TASK
Go through the data below and copy it exactly, skipping every picture.
>> BEGIN GIVEN DATA
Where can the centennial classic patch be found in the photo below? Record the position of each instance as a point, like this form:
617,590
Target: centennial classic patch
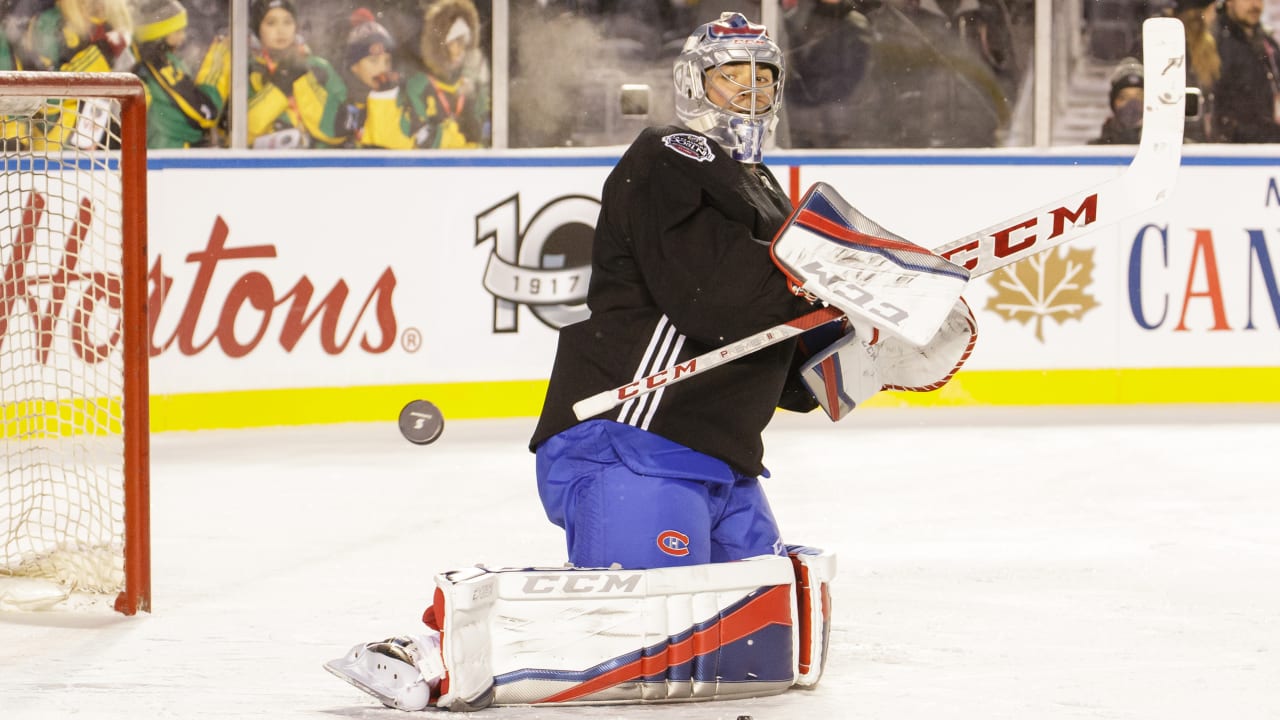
690,145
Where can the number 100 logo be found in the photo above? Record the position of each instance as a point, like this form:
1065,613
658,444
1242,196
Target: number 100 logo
545,267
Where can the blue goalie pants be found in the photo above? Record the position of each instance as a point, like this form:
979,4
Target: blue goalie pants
627,496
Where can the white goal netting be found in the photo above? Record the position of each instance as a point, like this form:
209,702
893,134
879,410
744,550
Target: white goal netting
62,372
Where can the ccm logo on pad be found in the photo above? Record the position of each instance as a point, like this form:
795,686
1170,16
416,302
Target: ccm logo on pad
673,543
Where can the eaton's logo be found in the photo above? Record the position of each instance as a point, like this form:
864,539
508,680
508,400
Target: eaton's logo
545,264
673,543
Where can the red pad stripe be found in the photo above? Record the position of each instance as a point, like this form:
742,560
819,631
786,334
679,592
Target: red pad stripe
771,607
824,226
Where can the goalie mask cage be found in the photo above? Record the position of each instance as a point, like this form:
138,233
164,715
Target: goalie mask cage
73,341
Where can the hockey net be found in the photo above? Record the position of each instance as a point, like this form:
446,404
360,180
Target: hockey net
73,342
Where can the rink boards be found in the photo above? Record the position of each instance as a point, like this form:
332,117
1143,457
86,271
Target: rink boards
323,287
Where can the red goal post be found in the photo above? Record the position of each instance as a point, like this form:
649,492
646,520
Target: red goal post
74,518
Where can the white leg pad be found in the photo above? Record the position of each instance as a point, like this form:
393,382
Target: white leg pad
585,637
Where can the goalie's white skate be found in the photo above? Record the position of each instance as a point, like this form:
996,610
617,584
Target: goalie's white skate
403,671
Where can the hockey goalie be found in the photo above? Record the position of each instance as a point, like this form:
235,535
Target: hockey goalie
679,584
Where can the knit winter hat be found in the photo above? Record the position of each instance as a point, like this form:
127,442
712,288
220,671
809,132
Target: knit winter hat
1128,73
259,9
366,37
158,19
1179,5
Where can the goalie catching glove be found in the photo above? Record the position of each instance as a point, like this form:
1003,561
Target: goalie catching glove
832,253
862,363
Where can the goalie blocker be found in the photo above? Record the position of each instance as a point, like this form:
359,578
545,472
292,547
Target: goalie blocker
593,637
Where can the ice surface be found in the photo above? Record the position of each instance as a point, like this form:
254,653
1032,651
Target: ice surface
993,563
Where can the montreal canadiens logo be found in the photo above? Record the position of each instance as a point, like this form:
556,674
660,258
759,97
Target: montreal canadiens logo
673,543
690,145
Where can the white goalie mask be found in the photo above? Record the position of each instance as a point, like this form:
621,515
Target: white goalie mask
753,109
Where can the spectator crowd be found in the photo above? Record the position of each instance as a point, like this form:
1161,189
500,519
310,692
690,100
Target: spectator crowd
1233,62
408,74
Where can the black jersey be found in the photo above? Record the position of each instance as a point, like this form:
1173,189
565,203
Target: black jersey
680,265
>> END GIVEN DATA
ANSWER BELOW
Where can the centennial classic patch be found in the photo below? Record the position of each instance as a point, like this form:
617,590
Target: centennial classic patch
690,145
Where can the number 100 logo be found in the photo above? Record the position of each instance as a point, like this form:
1065,613
658,444
1242,196
Target: number 100 logo
545,267
Where can the blue goalie pants be found in the photo above? Record the position of each instance as a point, like this form:
979,4
Target: blue goalie pants
627,496
Where can the white goal netting be found in the photo above? Record the position of each instance as a point, like this form:
209,702
893,134
879,410
744,550
Target: white goal netting
62,372
Where can the ccm logo on pad be found in the photo above? Record the position of each instance as a point, like this form:
795,686
1170,16
416,302
Target: ccm logo on pad
673,543
Where can the eaton's logo be found in the photo above? Record the position of each instance as a point, like this form:
864,539
508,680
508,400
Target: eaton's logo
545,264
673,543
Where can the red pad stripe be found in the photo above? Record the position of each instance as a point, like this form:
742,560
819,631
786,334
679,592
Target: red pad stripe
771,607
824,226
Where can the goalie mask cage be found in the photo above? Record the position of each instance as a point, like this form:
138,233
164,715
Target: goalie mask cage
73,341
Where can the hockey net be found in the photo above? Record the position of each instance as a point, like this form:
446,404
360,180
Target: hockey net
73,342
Where can the rink boards be found in the photo above? Record the position of each instance as a point, like this form:
332,117
1143,457
86,271
Target: rink boards
323,287
Where can the red goal post be found in the photo above? Record the position of each instance as a point, like this form:
649,492
646,520
Target: red goal post
74,518
Where can the white leg pad be found in the photo above? Record the position of each instance as a point, like this form:
393,382
Target: white leg pad
585,637
Where can the goalie's white skate be found in the photo above? Record the position of each instance as a point, like this form:
996,610
617,584
Target: goalie's white skate
403,671
Where can the hockey goalie be found in the photo above? Record the position of each instance as a point, like this form:
235,535
Target: hockey goalie
679,584
Where can the knit winter hat be found in the photo above? Record the position of each instance as a point, like this form:
127,442
712,288
220,671
809,132
Target: knit winter hat
1128,73
259,9
366,37
158,19
1179,5
Where can the goalie catching glove be found in the photo above? Record the position of each instance as a point, like this form:
1003,561
Target: goalie catching glove
832,253
862,363
Where can the goalie blocker be found in the photo above? Record the position of each instance as a point, like this form:
359,578
545,472
292,547
Target: goalie blocker
593,637
Where can the ice surface be found in the photo above? Record the position of each instance as a point, like this form:
254,653
1032,651
Target: ice surface
993,563
Where can the montreal canadiens logo be found in the photo above? Record the position of each instance as a point, like this form:
556,674
660,258
759,97
Target: montreal canadiens logo
673,543
690,145
Where can the white goalie mask be found in the photo above? Record the position of each instance as a point, like this form:
621,515
Target: white goalie mask
753,109
Where can the spectator crowd be found in the photo above? Record the position of each instance as a point, like this form:
1161,189
500,519
310,692
690,100
Target: spectator crowd
1233,62
408,74
Where can the black jersey be found in the photo above? Record the position of each instance as a point, like this form:
1173,189
565,203
Target: black jersey
680,265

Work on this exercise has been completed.